# Task directions
Reproduce every record exactly as written.

# Available records

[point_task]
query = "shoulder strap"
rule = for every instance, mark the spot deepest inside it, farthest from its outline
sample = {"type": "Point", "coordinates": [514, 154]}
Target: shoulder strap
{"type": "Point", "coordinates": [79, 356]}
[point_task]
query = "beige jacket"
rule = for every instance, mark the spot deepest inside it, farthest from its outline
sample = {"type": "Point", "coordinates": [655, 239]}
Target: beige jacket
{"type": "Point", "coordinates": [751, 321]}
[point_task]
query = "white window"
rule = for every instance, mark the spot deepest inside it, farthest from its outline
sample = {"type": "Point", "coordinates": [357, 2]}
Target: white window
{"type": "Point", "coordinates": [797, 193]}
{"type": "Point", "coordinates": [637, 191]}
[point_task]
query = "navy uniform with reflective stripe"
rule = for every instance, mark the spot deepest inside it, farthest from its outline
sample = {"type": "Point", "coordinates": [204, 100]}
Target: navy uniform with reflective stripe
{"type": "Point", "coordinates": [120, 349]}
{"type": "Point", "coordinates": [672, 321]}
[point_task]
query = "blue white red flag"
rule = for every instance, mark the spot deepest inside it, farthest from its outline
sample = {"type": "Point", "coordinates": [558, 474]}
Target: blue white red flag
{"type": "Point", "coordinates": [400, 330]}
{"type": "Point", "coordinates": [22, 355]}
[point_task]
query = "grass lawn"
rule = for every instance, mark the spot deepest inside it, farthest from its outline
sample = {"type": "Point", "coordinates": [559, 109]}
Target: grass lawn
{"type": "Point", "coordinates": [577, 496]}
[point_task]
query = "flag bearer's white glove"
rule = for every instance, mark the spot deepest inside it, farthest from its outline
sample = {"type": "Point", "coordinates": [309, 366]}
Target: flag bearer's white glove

# Exercise answer
[point_task]
query = "shoulder strap"
rule = for every instance, mark the spot deepest inside it, farthest from its outline
sample = {"type": "Point", "coordinates": [514, 154]}
Target: shoulder strap
{"type": "Point", "coordinates": [79, 356]}
[point_task]
query = "beige jacket"
rule = for every instance, mark the spot deepest inside it, farthest from its outline
sample = {"type": "Point", "coordinates": [655, 239]}
Target: beige jacket
{"type": "Point", "coordinates": [751, 321]}
[point_task]
query = "white window"
rule = for every instance, mark the spot deepest inside it, farthest from its outline
sample = {"type": "Point", "coordinates": [357, 2]}
Target: white window
{"type": "Point", "coordinates": [797, 193]}
{"type": "Point", "coordinates": [637, 191]}
[point_task]
query = "navy uniform with reflective stripe"
rule = for every instance, mark the spot deepest inside it, farthest from its outline
sample = {"type": "Point", "coordinates": [204, 100]}
Target: navy uniform with reflective stripe
{"type": "Point", "coordinates": [120, 349]}
{"type": "Point", "coordinates": [672, 321]}
[point_task]
query = "blue white red flag"
rule = for every instance, mark the spot deepest inside it, farthest from its outline
sample = {"type": "Point", "coordinates": [558, 474]}
Target: blue white red flag
{"type": "Point", "coordinates": [400, 330]}
{"type": "Point", "coordinates": [22, 355]}
[point_task]
query = "grass lawn"
rule = for every instance, mark the spot deepest inside it, farthest from its outline
sample = {"type": "Point", "coordinates": [559, 109]}
Target: grass lawn
{"type": "Point", "coordinates": [577, 496]}
[point_task]
query = "flag bearer's white glove"
rule = for every instance, mark the spot deepest inside it, farthest from its outline
sample = {"type": "Point", "coordinates": [309, 366]}
Target: flag bearer's white glove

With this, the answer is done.